**WHAT YOU NEED TO DO**
Copy the records below again word for word, leaving nothing out.

Coordinate labeling records:

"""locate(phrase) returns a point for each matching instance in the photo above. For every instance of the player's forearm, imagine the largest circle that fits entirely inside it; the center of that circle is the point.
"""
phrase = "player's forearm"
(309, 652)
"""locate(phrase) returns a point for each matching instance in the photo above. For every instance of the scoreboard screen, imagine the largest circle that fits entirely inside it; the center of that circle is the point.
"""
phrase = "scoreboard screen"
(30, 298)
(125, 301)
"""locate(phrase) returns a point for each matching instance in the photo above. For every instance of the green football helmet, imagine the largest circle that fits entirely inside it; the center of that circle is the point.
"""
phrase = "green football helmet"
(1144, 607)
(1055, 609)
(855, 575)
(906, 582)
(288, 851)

**PROBLEM SOLUTION**
"""locate(phrase) returns a point for each matching instance in the photo above. For every instance of the player's forearm, imagine the largest circle that fits entirely inside it; the center of that circle is the point.
"""
phrase = "player's forearm"
(309, 652)
"""locate(phrase) returns a point for each matching instance in the photo above. For every instance of the scoreboard screen, imagine the largest circle that fits entirely inside it; the center of that circle is the point.
"""
phrase = "scoreboard screen"
(30, 298)
(125, 301)
"""locate(phrase) returns a point for each matching instance in the photo above. For every instance of the green football helmet, imagine the largest circle that fits entirely inside it; the center of that circle is the point.
"""
phrase = "green football helmet"
(1144, 607)
(1055, 609)
(855, 575)
(906, 582)
(288, 851)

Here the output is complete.